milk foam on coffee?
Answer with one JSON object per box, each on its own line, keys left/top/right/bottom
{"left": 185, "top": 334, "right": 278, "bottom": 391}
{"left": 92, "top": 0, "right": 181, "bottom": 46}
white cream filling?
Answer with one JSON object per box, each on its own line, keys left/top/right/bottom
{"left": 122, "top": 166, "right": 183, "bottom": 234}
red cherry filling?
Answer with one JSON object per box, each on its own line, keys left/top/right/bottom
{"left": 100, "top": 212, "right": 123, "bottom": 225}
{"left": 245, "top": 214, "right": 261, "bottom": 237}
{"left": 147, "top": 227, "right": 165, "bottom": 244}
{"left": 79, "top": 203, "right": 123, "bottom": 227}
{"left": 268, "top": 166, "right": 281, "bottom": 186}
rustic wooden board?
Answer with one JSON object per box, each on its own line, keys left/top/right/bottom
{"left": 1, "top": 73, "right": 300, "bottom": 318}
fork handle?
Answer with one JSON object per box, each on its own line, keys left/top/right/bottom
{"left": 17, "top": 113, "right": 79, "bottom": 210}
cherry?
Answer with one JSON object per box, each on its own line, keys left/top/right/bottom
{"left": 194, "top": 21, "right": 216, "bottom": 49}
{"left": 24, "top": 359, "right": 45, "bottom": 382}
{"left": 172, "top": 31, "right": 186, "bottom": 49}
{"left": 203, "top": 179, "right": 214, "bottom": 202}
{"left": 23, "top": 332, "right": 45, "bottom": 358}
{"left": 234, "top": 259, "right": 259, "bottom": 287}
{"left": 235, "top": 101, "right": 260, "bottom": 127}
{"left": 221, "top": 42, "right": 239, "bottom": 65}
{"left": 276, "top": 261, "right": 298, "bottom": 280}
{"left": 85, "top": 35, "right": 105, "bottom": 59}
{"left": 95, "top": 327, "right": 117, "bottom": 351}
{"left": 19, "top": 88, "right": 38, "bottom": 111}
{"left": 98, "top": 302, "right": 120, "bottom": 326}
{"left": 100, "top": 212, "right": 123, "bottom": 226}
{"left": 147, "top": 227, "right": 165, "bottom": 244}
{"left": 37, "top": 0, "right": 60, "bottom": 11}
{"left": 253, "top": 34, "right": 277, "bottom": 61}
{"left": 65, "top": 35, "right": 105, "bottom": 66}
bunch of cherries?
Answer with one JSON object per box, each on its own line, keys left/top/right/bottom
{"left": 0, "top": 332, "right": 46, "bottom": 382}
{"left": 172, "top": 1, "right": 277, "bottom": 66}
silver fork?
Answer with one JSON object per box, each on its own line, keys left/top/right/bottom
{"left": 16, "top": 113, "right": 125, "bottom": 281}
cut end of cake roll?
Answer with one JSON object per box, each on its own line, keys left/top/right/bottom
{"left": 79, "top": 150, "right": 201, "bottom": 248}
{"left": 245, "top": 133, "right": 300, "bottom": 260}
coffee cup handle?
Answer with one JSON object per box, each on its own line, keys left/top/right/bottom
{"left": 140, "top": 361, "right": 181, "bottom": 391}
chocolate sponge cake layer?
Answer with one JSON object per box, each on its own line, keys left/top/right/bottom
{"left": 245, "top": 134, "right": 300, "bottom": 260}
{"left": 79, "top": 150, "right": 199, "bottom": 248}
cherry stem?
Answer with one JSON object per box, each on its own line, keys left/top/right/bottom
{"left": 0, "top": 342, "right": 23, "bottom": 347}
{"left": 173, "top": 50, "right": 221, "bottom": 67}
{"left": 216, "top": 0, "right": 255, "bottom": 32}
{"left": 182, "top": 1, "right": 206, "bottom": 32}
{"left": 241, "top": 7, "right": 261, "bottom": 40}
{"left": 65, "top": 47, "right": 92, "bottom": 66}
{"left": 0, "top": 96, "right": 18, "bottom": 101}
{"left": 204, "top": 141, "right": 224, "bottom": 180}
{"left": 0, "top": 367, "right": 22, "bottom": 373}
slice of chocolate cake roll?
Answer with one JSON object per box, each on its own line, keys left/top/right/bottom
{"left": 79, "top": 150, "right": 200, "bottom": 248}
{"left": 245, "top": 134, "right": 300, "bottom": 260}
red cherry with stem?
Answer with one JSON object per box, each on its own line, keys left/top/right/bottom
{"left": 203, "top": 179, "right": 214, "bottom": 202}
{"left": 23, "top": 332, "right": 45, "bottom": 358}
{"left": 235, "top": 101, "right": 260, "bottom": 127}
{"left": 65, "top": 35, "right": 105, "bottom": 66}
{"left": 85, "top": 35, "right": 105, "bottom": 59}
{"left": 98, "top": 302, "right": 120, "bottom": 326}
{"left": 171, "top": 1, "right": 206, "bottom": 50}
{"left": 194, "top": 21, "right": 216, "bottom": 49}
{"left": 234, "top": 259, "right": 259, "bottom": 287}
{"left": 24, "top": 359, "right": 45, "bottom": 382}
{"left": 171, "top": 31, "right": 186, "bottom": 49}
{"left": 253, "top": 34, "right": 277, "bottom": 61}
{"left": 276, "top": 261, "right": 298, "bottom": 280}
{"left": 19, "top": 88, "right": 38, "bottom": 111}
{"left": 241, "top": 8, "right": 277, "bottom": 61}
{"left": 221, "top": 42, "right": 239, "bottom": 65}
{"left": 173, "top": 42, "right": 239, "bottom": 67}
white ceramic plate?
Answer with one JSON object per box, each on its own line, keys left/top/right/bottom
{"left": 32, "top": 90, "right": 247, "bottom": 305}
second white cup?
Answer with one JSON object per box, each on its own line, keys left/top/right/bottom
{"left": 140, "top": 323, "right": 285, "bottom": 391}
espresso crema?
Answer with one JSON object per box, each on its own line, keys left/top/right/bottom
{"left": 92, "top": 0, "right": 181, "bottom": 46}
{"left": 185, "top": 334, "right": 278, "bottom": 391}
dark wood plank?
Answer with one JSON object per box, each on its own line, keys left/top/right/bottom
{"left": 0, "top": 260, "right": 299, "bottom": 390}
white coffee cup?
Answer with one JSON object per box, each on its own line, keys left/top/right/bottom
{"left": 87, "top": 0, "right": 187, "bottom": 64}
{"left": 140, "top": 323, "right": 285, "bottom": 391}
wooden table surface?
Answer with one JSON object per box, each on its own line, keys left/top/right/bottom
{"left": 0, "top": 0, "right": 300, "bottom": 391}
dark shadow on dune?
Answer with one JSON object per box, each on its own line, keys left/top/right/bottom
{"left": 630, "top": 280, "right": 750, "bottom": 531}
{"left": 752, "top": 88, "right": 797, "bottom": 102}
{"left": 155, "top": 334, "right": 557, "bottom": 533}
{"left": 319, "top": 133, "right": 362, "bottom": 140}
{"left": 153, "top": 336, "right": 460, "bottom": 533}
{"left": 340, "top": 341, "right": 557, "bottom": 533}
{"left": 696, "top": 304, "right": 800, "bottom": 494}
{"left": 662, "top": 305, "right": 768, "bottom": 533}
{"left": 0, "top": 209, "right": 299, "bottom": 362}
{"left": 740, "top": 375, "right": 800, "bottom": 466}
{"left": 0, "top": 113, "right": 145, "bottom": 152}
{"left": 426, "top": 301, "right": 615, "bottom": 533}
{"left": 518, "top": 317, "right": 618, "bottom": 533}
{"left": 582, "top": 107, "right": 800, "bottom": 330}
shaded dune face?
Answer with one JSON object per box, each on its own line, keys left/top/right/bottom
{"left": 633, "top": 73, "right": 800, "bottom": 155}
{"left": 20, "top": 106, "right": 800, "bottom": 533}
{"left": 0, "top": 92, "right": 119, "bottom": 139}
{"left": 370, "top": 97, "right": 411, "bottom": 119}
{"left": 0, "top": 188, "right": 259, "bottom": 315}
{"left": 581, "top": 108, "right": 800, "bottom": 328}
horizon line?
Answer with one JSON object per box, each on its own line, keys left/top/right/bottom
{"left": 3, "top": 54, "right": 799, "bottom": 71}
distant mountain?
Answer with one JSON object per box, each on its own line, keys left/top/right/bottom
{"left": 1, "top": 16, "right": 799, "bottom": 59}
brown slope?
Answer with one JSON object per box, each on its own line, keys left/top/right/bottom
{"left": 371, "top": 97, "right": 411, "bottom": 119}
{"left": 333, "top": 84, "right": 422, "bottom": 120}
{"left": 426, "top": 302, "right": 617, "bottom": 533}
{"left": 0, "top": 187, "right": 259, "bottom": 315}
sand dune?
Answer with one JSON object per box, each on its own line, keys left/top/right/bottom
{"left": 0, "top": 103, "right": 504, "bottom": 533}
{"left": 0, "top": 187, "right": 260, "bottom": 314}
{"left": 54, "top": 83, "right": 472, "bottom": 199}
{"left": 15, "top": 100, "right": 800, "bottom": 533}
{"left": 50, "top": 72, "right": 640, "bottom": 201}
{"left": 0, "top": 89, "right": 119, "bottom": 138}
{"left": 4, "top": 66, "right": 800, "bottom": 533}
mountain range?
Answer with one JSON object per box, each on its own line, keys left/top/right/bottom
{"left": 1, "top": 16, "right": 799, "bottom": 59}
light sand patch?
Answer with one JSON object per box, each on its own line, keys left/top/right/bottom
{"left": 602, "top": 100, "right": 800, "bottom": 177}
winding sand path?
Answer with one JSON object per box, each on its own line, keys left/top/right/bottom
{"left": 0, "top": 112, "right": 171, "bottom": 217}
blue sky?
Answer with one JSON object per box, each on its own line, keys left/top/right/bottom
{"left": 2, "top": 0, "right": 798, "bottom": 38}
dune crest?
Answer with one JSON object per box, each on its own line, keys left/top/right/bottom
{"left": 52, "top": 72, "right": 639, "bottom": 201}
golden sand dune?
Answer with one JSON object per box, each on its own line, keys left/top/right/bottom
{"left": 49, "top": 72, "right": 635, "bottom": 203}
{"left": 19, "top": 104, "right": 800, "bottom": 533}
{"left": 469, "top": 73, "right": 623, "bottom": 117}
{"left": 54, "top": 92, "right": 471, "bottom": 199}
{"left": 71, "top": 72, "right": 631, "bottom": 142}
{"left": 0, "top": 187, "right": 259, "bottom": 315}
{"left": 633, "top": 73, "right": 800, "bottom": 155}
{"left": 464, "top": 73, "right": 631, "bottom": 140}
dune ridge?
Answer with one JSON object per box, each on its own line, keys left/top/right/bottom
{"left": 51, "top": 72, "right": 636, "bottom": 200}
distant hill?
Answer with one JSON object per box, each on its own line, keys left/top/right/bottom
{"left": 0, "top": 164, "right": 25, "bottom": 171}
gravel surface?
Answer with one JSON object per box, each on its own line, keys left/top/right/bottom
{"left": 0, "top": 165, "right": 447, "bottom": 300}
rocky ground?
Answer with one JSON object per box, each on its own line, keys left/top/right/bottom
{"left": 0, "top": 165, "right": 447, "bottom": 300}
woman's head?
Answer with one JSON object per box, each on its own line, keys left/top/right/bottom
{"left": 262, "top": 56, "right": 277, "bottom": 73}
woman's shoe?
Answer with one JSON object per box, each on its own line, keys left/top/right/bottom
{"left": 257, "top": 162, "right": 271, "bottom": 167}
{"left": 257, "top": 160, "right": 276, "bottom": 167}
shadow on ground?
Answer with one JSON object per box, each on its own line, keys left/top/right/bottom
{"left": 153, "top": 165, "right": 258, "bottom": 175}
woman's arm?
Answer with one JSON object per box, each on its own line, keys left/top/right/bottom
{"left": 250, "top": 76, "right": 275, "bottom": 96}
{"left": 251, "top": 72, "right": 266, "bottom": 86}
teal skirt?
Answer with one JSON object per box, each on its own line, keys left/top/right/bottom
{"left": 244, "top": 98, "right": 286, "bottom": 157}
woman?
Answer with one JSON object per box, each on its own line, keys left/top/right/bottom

--------------------------------

§ What this task involves
Each line from the one containing "teal skirt?" through the final line of the listing above should be returned exactly; return nothing else.

§ Result of this exercise
teal skirt?
Answer with one JSON object per box, each on its own line, keys left/top/right/bottom
{"left": 244, "top": 98, "right": 286, "bottom": 157}
woman?
Answer with one JSON object per box, each on its own line, keys left/top/right/bottom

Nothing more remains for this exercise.